◆ EXERCISE
Convert the records into a Markdown table with the columns "Row" and "Text", numbering each row and placing each line in the second column. Begin at the line that contains "[locate] upholstered bench", stop after the final line of the records, and leave out any blank lines.
## start
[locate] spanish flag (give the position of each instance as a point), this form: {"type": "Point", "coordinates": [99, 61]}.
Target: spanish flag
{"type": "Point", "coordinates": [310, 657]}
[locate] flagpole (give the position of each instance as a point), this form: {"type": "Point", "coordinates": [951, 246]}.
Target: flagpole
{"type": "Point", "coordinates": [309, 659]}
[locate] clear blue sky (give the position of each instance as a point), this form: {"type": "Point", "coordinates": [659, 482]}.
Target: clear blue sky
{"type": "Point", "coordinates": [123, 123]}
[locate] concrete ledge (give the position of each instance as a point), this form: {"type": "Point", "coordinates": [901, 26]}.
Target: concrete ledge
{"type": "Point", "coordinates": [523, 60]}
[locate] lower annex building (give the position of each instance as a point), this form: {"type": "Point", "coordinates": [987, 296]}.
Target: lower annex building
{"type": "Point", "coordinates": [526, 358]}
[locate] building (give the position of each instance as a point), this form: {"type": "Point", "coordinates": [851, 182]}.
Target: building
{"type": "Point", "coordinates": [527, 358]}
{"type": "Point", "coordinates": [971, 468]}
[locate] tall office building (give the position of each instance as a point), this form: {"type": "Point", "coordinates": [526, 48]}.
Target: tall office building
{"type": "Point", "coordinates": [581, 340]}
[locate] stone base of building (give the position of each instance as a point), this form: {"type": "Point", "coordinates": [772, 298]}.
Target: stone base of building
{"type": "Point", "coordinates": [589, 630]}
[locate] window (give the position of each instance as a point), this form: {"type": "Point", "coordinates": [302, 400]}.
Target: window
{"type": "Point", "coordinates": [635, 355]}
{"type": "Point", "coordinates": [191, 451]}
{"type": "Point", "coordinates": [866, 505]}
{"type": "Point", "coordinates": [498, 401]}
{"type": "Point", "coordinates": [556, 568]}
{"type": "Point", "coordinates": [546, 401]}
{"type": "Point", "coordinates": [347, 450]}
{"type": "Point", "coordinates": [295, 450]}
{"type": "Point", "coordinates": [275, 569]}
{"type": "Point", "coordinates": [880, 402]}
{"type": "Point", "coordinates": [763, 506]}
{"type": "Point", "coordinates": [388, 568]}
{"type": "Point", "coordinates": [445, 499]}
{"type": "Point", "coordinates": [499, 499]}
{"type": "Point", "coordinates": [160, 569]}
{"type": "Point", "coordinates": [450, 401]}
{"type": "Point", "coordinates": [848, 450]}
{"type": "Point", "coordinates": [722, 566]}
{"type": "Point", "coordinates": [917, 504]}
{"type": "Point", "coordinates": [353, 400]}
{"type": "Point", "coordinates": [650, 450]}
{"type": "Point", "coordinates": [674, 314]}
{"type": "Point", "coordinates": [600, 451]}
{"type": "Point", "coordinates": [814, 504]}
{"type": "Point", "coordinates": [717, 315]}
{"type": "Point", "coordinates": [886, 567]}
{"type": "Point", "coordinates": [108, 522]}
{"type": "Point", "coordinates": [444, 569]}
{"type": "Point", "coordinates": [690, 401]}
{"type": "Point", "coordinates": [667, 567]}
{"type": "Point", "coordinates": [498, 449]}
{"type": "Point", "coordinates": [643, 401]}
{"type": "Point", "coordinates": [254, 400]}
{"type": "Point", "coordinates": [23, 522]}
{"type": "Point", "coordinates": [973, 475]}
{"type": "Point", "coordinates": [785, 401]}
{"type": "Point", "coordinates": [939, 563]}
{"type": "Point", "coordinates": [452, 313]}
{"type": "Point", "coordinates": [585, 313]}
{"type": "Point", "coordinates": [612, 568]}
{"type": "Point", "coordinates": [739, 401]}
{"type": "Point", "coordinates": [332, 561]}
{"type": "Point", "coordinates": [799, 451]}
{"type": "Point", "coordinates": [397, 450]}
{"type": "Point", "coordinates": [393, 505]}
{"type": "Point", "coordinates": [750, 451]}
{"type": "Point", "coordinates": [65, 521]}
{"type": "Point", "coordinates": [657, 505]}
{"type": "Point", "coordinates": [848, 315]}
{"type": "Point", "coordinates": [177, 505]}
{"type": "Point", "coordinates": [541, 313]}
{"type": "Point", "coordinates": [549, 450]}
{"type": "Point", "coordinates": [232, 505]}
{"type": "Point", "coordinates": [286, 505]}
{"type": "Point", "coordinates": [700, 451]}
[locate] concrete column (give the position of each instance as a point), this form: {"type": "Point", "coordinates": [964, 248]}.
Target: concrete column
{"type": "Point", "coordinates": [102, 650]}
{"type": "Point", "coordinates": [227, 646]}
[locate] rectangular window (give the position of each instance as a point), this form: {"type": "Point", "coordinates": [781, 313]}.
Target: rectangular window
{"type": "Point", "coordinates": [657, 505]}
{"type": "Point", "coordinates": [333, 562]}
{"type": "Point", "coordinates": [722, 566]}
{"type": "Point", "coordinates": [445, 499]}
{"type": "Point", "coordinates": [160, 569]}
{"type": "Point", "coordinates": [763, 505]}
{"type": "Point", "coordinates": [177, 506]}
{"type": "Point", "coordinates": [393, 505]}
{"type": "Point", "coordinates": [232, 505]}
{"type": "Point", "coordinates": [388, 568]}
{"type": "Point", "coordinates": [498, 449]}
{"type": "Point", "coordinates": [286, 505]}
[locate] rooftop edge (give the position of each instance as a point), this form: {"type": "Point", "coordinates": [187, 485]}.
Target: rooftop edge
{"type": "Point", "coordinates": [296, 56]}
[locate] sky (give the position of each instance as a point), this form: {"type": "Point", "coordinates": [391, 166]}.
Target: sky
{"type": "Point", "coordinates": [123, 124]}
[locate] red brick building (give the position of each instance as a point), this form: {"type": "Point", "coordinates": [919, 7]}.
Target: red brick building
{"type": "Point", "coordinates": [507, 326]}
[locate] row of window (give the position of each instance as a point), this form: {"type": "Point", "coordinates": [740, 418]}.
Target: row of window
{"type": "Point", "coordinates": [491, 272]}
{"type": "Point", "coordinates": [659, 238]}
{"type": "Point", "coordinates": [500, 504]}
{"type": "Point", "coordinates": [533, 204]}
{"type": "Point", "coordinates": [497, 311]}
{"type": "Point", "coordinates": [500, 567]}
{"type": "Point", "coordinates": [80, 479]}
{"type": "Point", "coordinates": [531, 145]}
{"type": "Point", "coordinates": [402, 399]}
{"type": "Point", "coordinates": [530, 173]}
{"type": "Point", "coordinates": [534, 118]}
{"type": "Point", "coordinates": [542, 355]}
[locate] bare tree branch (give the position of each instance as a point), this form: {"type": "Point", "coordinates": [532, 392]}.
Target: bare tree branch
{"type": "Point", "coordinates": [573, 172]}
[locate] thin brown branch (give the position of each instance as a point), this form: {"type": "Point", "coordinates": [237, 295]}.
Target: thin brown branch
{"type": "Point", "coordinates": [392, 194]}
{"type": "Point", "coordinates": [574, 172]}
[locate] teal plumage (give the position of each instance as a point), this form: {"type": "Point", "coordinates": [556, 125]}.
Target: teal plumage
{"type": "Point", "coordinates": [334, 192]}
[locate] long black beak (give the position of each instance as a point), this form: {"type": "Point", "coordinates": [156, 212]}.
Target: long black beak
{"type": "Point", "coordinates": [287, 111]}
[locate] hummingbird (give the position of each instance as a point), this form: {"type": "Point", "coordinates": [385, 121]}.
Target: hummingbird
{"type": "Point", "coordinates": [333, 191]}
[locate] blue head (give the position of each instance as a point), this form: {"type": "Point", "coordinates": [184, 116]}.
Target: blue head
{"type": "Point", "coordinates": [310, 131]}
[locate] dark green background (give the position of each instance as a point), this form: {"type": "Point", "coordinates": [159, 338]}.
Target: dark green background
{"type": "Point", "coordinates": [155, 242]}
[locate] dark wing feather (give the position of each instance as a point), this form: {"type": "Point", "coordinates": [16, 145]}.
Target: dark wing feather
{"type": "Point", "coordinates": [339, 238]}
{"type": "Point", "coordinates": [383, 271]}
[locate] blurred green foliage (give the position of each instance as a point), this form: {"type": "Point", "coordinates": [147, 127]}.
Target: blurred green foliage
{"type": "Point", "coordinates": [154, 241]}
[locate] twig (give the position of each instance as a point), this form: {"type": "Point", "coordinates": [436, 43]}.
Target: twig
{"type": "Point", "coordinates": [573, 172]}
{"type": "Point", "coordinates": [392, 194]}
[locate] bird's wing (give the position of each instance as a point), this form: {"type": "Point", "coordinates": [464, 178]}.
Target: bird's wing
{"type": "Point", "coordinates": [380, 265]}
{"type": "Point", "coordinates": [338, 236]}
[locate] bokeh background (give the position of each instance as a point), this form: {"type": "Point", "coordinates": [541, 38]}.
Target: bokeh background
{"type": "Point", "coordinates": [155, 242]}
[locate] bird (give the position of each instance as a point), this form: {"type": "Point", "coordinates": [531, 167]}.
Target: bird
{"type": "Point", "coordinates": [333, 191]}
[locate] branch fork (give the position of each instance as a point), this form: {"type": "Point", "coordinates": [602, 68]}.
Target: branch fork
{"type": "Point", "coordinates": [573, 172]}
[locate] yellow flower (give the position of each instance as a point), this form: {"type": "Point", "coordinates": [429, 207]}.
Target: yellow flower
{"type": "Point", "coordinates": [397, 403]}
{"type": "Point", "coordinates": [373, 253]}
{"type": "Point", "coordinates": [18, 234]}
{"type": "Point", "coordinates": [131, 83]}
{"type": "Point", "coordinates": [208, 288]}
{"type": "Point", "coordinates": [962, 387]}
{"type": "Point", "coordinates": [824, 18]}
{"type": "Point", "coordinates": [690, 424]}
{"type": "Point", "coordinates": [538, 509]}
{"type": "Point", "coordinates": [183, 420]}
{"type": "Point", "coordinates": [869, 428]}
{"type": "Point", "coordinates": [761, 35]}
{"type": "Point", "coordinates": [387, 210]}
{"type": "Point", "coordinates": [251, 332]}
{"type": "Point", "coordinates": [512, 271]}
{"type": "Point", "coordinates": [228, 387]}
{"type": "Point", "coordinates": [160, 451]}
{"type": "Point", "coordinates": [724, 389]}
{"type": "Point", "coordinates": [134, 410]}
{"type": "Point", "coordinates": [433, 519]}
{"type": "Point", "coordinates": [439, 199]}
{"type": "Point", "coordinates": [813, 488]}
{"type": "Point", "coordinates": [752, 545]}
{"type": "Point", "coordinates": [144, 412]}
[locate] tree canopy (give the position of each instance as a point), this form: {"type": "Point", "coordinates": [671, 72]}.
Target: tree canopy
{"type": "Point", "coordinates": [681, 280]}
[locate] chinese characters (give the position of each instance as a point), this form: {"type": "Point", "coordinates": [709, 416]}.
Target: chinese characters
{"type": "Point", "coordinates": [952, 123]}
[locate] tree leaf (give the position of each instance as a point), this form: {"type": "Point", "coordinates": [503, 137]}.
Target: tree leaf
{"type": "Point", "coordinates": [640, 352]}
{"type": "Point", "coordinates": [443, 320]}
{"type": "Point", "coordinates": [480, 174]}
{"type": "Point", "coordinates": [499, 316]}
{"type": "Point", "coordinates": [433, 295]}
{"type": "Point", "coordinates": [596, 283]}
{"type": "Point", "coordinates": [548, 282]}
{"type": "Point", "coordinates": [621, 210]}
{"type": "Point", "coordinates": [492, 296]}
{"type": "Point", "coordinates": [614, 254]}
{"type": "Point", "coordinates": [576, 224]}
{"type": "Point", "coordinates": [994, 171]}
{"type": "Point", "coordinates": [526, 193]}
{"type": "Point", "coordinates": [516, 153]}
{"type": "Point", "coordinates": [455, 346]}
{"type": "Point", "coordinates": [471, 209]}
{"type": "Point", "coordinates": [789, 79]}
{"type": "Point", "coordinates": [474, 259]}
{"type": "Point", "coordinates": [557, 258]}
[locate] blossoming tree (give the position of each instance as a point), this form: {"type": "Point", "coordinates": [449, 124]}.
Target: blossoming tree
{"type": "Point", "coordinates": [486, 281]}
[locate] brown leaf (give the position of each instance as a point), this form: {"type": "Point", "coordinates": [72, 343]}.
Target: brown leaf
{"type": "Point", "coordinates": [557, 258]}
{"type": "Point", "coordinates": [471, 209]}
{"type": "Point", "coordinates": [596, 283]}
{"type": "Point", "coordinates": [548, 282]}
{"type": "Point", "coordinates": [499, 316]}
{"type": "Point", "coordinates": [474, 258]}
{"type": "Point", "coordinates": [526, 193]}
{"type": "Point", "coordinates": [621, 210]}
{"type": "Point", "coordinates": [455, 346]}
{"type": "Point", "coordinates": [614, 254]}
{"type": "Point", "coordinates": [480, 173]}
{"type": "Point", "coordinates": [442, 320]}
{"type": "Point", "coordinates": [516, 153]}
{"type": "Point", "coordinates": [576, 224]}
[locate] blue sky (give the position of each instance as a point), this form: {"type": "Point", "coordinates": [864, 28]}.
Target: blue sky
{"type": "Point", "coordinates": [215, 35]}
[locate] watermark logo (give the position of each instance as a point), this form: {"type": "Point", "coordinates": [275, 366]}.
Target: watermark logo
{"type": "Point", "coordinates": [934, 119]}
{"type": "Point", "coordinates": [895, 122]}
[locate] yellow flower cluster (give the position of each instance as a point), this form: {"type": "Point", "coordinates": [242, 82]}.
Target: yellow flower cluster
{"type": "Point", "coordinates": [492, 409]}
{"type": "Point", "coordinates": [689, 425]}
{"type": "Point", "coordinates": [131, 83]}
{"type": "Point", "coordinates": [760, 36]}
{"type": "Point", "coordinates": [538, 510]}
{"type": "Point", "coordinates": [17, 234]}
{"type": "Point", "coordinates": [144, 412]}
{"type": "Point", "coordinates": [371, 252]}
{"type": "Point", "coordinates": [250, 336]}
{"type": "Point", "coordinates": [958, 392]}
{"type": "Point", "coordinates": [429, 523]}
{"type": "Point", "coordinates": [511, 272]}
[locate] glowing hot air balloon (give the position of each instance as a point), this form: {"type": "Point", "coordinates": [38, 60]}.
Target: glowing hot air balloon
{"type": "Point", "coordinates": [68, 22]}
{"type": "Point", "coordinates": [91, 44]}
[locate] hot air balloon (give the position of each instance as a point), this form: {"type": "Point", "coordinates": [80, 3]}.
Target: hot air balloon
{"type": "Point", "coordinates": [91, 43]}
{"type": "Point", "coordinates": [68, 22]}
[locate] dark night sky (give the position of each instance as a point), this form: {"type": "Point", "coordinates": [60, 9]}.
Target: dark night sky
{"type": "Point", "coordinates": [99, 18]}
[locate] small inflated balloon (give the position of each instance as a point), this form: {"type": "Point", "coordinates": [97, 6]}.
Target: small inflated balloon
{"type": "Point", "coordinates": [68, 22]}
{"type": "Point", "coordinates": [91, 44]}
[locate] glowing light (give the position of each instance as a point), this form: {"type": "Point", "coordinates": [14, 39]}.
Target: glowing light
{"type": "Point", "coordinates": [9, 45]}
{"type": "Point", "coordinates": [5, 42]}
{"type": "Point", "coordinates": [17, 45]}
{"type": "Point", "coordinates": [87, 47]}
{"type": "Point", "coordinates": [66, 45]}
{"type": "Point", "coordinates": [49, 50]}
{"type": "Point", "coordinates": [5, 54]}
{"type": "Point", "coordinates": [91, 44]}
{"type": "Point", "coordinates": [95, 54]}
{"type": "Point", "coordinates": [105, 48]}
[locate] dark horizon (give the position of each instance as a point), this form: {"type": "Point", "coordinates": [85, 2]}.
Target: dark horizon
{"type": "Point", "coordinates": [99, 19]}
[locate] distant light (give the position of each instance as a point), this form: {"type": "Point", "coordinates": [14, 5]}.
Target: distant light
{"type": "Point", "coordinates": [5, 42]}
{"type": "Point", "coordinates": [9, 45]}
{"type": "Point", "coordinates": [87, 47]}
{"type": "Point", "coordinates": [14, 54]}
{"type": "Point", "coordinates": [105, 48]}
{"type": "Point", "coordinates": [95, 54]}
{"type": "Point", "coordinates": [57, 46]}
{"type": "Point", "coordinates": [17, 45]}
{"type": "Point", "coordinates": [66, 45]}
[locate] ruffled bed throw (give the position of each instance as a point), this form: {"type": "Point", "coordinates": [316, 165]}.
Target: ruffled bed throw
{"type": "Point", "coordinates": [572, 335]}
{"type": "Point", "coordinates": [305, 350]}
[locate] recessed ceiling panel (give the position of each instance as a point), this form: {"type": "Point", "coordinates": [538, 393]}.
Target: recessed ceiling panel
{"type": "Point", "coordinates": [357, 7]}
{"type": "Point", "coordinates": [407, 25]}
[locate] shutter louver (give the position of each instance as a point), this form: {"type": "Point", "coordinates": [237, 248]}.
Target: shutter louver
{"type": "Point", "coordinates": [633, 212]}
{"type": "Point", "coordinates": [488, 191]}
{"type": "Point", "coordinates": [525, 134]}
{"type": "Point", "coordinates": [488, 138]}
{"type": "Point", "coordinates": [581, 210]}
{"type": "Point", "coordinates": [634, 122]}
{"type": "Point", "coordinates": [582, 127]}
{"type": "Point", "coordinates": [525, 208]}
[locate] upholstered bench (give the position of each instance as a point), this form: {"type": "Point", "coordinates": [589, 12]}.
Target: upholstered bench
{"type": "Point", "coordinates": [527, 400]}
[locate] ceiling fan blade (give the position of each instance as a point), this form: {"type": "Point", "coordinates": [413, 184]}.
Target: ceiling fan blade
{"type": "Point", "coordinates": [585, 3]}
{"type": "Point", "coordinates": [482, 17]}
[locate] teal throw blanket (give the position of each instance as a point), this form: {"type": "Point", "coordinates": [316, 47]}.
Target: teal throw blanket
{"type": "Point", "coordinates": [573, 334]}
## end
◆ ANSWER TO THIS EXERCISE
| Row | Text |
|---|---|
| 1 | [locate] upholstered bench (give the position of each instance as a point), this form: {"type": "Point", "coordinates": [589, 12]}. |
| 2 | Target: upholstered bench |
| 3 | {"type": "Point", "coordinates": [527, 400]} |
| 4 | [locate] ceiling fan blade (give the position of each instance as a point), this form: {"type": "Point", "coordinates": [413, 184]}. |
| 5 | Target: ceiling fan blade |
| 6 | {"type": "Point", "coordinates": [585, 3]} |
| 7 | {"type": "Point", "coordinates": [482, 17]} |
| 8 | [locate] teal throw blanket (give the position of each instance as a point), this form: {"type": "Point", "coordinates": [316, 47]}. |
| 9 | Target: teal throw blanket |
| 10 | {"type": "Point", "coordinates": [573, 334]} |